What the task requires — From the material below, extract every line that contains the word "grill".

Data taken from a collection:

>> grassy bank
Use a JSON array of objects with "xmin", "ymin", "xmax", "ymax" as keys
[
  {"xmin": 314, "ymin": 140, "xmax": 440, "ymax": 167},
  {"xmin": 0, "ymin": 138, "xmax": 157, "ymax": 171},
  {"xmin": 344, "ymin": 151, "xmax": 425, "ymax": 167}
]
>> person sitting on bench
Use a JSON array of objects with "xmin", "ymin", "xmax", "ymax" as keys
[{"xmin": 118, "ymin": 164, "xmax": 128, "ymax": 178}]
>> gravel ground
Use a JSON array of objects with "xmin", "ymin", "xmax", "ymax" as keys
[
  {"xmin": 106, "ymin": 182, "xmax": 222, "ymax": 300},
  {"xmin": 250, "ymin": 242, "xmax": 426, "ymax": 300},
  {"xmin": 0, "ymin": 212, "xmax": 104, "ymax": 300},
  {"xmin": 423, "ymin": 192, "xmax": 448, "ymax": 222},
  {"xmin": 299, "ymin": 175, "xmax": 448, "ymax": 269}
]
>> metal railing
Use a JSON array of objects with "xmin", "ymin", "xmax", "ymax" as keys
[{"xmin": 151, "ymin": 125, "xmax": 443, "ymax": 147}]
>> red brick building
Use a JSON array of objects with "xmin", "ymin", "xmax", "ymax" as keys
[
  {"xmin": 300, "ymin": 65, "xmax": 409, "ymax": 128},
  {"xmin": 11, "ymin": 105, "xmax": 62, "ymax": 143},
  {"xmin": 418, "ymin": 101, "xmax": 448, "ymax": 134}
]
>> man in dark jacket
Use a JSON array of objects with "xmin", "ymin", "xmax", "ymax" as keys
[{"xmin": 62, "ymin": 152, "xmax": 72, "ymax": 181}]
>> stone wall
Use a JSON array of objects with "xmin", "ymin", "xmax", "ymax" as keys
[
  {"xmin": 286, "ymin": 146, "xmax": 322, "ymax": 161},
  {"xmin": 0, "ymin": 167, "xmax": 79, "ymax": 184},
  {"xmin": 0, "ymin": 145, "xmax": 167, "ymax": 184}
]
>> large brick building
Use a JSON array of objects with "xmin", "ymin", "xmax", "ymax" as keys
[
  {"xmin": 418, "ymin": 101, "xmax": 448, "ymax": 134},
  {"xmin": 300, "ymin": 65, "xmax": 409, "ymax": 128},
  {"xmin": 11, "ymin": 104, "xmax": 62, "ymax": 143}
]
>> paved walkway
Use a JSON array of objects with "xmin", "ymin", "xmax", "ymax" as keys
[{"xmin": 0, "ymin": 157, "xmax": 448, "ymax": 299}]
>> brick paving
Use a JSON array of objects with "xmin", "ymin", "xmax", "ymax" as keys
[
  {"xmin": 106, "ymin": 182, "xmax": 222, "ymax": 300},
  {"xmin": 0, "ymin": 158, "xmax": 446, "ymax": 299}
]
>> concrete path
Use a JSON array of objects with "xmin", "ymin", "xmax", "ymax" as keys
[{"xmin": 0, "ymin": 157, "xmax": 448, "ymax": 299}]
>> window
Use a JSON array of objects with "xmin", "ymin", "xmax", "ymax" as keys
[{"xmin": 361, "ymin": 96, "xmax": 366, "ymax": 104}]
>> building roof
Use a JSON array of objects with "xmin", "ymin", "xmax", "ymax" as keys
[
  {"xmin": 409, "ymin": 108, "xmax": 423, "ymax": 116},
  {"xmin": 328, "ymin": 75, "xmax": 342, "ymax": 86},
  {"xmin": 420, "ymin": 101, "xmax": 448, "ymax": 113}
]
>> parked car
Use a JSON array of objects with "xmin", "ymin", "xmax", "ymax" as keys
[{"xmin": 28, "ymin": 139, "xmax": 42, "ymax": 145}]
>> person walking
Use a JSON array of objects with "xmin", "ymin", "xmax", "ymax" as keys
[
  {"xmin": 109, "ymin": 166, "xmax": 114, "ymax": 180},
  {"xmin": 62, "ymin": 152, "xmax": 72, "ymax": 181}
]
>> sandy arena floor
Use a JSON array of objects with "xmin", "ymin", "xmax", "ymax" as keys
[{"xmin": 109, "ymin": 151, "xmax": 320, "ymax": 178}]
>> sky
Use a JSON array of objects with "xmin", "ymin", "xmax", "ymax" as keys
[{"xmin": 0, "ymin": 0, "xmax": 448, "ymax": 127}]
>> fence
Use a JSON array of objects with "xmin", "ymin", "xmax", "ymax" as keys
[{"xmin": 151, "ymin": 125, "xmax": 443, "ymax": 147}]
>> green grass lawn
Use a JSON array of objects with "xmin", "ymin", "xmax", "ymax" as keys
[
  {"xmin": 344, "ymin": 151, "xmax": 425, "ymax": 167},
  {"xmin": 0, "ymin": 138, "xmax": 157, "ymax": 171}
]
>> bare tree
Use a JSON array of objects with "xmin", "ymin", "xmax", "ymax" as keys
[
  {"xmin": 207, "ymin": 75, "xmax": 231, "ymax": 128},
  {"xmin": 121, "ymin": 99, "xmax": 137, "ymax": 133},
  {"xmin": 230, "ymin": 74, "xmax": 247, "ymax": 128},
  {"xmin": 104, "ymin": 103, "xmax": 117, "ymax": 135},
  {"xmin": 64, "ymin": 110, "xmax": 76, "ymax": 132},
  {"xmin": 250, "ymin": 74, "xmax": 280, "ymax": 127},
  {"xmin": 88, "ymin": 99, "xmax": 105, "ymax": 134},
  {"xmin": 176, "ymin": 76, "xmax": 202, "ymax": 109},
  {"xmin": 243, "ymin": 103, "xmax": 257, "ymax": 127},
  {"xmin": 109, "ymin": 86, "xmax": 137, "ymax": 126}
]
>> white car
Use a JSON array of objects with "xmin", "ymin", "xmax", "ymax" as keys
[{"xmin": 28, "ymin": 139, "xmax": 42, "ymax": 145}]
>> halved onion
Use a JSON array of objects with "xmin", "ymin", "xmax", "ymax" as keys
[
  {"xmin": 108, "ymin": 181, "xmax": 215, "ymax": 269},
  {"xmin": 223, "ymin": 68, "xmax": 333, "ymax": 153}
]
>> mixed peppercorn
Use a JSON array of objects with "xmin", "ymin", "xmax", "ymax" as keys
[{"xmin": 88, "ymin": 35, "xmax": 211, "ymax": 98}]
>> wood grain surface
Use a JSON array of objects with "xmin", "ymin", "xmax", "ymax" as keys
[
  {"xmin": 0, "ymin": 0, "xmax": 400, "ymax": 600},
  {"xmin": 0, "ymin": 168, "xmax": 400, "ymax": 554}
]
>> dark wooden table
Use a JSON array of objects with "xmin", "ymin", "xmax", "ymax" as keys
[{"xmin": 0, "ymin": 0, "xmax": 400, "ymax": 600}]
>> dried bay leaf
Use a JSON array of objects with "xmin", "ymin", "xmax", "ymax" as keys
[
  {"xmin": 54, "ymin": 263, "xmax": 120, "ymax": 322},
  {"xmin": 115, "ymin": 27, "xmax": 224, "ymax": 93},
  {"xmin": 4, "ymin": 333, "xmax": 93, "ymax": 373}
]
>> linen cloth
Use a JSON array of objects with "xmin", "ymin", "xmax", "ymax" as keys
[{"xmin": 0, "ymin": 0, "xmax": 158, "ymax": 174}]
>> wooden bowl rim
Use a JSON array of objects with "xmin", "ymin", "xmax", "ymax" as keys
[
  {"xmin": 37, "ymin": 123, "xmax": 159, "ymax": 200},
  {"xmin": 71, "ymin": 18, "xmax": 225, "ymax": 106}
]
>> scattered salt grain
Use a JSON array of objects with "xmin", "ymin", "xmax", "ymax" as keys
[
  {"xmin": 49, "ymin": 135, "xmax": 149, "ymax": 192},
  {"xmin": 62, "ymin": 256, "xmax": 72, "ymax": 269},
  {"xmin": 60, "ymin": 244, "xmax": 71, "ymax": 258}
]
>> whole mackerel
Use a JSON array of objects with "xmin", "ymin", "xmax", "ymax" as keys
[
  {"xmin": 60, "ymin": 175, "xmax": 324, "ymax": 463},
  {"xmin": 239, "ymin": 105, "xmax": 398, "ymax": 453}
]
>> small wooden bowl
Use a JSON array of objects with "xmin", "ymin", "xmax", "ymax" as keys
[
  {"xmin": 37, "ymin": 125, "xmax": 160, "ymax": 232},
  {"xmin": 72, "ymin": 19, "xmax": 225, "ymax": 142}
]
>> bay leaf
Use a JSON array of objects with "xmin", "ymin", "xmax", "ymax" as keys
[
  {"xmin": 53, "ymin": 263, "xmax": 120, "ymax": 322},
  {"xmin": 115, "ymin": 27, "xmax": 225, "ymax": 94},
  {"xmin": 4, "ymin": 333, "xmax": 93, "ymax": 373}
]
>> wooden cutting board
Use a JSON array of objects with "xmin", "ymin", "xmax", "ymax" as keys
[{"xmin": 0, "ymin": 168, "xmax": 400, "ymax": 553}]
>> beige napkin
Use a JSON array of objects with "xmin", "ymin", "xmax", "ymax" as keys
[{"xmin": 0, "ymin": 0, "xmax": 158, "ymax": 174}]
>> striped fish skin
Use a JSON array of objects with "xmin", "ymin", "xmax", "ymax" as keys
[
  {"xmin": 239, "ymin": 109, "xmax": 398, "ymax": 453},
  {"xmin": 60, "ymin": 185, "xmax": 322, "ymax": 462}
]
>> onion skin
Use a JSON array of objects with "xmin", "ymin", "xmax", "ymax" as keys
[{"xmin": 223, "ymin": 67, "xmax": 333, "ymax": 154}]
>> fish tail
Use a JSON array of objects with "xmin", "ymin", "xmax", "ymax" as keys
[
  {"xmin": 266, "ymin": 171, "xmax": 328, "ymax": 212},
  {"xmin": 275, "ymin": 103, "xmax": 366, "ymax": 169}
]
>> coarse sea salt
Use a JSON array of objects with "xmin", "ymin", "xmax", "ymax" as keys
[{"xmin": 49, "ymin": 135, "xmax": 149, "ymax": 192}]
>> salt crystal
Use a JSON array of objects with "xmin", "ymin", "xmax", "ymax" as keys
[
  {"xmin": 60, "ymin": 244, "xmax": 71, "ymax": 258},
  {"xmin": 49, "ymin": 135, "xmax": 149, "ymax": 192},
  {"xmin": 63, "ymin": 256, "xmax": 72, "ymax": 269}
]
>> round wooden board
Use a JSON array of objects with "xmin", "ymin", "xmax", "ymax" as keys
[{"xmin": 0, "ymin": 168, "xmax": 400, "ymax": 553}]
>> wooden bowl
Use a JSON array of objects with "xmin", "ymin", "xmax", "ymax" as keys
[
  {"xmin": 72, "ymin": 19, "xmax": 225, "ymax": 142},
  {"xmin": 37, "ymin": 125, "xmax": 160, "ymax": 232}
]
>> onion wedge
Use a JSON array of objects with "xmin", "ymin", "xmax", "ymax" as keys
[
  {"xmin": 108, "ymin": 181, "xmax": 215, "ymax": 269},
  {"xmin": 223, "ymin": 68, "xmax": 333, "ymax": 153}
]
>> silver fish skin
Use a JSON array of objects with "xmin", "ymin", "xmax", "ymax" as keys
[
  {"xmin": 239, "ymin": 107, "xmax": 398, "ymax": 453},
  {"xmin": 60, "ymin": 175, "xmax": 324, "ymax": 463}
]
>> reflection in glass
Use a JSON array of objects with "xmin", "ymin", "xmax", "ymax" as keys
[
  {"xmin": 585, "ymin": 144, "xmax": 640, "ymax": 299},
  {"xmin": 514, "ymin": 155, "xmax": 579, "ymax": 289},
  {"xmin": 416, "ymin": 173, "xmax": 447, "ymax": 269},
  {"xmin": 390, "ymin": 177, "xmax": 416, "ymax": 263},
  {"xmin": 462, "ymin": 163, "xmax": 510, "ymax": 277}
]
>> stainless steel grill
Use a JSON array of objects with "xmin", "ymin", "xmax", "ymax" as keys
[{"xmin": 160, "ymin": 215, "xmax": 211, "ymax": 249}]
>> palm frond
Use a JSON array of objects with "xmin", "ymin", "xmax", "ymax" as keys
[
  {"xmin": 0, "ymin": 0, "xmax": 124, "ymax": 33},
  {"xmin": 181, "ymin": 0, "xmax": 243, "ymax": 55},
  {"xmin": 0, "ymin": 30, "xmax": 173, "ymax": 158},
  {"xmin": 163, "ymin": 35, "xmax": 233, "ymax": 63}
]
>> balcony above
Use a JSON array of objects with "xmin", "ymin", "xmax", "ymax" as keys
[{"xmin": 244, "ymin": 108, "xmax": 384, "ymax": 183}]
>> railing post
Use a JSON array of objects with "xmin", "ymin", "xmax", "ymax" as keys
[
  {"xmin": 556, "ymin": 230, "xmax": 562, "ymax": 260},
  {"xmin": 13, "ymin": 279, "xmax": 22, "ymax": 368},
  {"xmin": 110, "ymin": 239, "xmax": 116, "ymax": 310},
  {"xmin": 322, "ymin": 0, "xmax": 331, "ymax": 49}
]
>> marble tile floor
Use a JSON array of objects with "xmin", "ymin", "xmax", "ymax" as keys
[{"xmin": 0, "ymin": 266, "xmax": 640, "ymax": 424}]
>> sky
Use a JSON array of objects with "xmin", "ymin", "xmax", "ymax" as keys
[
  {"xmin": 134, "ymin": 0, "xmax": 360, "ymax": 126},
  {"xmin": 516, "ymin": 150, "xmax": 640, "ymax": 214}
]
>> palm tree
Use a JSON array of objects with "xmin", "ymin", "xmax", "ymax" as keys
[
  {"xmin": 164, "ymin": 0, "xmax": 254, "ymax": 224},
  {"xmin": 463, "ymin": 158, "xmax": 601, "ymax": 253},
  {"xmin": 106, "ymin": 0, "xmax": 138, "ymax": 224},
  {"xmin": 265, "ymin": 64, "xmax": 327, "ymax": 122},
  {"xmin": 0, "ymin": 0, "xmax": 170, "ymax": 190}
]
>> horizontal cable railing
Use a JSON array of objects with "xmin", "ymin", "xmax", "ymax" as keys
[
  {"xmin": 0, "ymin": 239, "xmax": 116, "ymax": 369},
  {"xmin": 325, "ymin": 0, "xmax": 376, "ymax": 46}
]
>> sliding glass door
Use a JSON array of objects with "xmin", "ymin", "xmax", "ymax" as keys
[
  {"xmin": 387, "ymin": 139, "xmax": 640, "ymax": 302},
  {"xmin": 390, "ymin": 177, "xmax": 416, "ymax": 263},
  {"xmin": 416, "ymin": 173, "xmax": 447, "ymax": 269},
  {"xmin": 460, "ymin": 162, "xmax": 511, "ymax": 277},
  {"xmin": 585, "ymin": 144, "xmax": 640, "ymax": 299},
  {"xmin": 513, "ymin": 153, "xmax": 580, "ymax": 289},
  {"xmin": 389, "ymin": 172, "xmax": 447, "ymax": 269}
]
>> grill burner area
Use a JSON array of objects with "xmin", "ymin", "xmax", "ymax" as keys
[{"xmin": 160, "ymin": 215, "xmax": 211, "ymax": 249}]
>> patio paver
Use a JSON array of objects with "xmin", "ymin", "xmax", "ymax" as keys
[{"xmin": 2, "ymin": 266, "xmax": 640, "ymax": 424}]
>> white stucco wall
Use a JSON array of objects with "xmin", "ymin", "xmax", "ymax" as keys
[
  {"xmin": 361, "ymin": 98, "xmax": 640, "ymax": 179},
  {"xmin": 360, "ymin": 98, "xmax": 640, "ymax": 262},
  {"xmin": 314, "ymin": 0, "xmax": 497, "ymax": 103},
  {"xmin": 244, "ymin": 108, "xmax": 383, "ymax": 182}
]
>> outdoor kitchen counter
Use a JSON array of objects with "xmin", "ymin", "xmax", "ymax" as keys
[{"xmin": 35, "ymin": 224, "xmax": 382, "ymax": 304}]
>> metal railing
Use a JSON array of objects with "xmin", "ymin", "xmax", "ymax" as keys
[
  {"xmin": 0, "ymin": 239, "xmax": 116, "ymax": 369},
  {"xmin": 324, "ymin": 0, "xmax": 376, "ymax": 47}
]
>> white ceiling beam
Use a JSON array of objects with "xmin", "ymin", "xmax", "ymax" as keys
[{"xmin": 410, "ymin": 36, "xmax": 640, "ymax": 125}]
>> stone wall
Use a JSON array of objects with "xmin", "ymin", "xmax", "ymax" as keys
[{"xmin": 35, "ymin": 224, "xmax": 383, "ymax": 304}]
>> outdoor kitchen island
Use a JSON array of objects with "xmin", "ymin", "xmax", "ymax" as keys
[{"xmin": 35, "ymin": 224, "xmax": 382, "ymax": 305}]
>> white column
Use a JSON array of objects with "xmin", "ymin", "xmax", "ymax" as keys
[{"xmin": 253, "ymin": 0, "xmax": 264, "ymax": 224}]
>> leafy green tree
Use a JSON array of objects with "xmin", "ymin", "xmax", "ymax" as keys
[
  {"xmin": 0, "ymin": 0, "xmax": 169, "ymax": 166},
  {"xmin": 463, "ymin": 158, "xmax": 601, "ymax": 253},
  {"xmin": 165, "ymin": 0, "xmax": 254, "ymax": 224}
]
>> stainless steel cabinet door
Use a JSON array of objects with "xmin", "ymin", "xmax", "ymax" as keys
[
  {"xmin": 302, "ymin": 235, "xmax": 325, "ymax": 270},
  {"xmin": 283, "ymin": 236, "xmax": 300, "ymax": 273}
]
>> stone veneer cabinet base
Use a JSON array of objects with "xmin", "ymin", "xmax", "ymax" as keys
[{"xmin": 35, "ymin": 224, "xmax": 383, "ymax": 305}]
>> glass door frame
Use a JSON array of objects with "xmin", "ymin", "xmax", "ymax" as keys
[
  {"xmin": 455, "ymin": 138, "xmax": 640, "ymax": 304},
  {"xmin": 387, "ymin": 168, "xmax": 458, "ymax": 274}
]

Complete output —
>> stainless steel grill
>> grill burner area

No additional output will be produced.